▶ [PASSAGE FOR REVIEW]
>>

June 18, 2022
Lessons Learned on Normalizing Monetary Policy
Federal Reserve Governor Christopher J. Waller
At “Monetary Policy at a Crossroads,” a panel discussion hosted by the Dallas Society for Computational Economics, Dallas, Texas
In addition to the Federal Reserve's emergency lending programs, the monetary policy actions taken during this time were deemed extraordinary. We swiftly lowered the target range for the federal funds rate to close to zero — the effective lower bound— and made an open-ended commitment to purchasing securities. It was only the second time that the Fed had taken such dramatic steps. But the first time for these actions was scarcely a decade ago, and there is good reason to think such a response may not be extraordinary anymore. Structural changes in the economy have tended to lower interest rates and limit the room that the Federal Reserve will have to cut rates during a slowdown.2 I hope we never have another two years like 2020 and 2021, but because of the low-interest-rate environment we now face, I believe that even in a typical recession there is a decent chance that we will be considering policy decisions in the future similar to those we made over the past two years. Because of that likelihood, it is especially useful to consider the lessons learned.
Let's start at the beginning, when the United States was faced with the economic shock from COVID-19. Over several weeks starting in early March 2020, the FOMC lowered the target range for the federal funds rate to the effective lower bound and began purchasing Treasuries and agency mortgage-backed securities (MBS). Meanwhile, the Fed established numerous liquidity and credit market facilities.3 All these actions were taken to support liquidity in the financial system and keep credit flowing to households, businesses and state and local governments. Asset purchases were undertaken in response to disruptions in financial markets, particularly in the normally stable U.S. Treasury market. Besides supporting smooth market functioning, asset purchases also aided in the transmission of monetary policy to broader financial conditions.
Financial markets stabilized relatively quickly. Over the course of 2020, the Fed's liquidity and credit facilities saw reduced demand and most of the emergency programs were decommissioned around year end. Perhaps the most straightforward takeaway for monetary policy is that in times of severe stress, lending facilities, along with sharp cuts to the federal funds rate and the introduction of large-scale asset purchases, are very effective in reviving the economy.

<<

▶ [SUPPLIED INFORMATION]
>>

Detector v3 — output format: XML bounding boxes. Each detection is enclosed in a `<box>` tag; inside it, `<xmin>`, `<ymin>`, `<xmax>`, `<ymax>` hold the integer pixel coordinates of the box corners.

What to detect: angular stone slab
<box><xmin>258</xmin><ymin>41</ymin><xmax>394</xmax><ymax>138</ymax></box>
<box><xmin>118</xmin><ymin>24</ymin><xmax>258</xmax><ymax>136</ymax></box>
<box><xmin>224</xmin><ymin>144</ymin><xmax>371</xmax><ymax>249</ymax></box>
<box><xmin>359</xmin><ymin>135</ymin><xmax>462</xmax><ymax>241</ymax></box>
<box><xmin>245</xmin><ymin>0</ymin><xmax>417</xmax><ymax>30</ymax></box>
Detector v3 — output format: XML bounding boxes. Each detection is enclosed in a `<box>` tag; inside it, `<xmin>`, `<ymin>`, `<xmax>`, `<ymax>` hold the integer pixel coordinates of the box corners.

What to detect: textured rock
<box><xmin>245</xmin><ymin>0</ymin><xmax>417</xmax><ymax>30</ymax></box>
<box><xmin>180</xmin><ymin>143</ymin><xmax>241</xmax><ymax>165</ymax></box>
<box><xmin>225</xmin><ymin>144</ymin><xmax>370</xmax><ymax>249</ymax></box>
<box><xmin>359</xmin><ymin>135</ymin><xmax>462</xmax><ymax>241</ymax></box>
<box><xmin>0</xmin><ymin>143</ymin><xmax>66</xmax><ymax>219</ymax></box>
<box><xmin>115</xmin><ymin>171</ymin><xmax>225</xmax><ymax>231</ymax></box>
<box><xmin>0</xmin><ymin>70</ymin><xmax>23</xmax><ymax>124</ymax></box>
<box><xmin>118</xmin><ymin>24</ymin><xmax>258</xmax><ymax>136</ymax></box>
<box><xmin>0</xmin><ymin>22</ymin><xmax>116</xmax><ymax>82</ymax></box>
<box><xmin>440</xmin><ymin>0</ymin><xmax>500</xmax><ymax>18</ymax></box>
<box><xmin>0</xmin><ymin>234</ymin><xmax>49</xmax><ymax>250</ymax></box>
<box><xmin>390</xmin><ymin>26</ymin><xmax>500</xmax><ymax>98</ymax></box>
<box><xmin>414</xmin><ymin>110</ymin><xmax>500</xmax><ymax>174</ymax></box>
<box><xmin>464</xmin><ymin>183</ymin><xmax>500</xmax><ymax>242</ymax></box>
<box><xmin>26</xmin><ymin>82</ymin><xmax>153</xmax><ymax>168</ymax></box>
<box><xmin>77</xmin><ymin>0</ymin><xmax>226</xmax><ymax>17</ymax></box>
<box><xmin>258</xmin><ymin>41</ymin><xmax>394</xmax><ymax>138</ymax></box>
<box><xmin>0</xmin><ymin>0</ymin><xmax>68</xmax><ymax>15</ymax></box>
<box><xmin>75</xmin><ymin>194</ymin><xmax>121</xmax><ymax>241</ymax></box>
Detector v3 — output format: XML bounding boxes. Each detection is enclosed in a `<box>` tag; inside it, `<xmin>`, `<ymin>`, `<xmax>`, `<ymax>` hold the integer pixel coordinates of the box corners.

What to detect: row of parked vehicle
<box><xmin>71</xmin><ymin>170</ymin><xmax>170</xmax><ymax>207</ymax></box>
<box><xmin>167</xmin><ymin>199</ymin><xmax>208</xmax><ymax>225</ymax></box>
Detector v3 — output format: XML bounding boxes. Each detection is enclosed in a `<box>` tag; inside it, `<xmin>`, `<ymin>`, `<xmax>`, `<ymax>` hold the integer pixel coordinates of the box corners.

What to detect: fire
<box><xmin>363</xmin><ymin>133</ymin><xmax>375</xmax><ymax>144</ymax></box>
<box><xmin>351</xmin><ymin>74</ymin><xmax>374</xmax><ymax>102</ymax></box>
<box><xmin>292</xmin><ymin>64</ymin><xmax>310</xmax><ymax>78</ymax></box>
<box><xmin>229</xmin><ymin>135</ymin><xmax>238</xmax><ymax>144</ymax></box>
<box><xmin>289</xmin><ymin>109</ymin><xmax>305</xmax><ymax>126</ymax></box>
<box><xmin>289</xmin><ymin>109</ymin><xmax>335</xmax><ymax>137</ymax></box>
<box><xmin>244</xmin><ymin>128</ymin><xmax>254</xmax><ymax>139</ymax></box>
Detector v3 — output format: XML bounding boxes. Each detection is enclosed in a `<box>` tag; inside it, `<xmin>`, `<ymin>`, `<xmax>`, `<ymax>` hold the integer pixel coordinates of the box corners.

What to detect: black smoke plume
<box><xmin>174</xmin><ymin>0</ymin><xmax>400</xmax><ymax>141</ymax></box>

<<

▶ [PROBLEM] Carry on the speech on normalizing monetary policy with the next paragraph, starting after the sentence that ends "are very effective in reviving the economy."

▶ [OUTPUT BELOW]
There are some other lessons, I think, from the experience of tightening monetary policy, a process which was put in motion by the guidance that the FOMC issued in 2020 about how long it would keep the federal funds rate at the effective lower bound and continue asset purchases. In September and December of 2020, the FOMC provided criteria or conditions in the meeting statement that would need to be met before the FOMC would consider raising interest rates and begin to reduce asset purchases, respectively. These conditions were, in effect, the FOMC's plan for starting the process of tightening policy. This guidance was short term, specific to the task of when to tighten policy in this current cycle, and focused on specific tools.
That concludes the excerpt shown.